Find the line in the data below that contains "Could you point out the distant". Return that line and all the lines after it, unchanged.

§ **Supplied information**:
**********
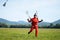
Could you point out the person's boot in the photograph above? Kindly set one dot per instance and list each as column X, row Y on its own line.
column 28, row 32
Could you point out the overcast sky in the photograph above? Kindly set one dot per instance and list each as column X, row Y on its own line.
column 15, row 10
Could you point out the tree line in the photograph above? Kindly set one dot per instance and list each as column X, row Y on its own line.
column 4, row 25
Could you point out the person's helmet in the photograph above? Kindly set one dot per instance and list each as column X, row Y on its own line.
column 35, row 14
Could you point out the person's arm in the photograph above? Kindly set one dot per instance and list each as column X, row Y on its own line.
column 41, row 21
column 29, row 20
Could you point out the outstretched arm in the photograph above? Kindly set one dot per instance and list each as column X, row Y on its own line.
column 41, row 21
column 29, row 20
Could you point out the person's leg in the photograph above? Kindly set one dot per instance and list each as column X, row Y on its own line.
column 36, row 31
column 31, row 30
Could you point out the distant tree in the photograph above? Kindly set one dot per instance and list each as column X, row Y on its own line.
column 3, row 25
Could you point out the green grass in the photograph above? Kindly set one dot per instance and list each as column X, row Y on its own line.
column 22, row 34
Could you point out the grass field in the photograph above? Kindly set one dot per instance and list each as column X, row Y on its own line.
column 22, row 34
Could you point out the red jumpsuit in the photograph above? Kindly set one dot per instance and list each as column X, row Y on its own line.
column 34, row 25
**********
§ **Exercise solution**:
Could you point out the distant tree in the photograph above? Kindly set one dot per instance and list each as column X, row Y on its own line.
column 3, row 25
Could you point out the green grass in the photograph above? Kindly set one dot per instance and list each as column X, row Y on its own line.
column 22, row 34
Could you point out the grass field in the photograph above? Kindly set one dot per instance and list each as column X, row Y on its own line.
column 22, row 34
Could you point out the red jumpsuit in the photograph above? Kindly set one dot per instance and list each as column X, row Y on its own line.
column 34, row 25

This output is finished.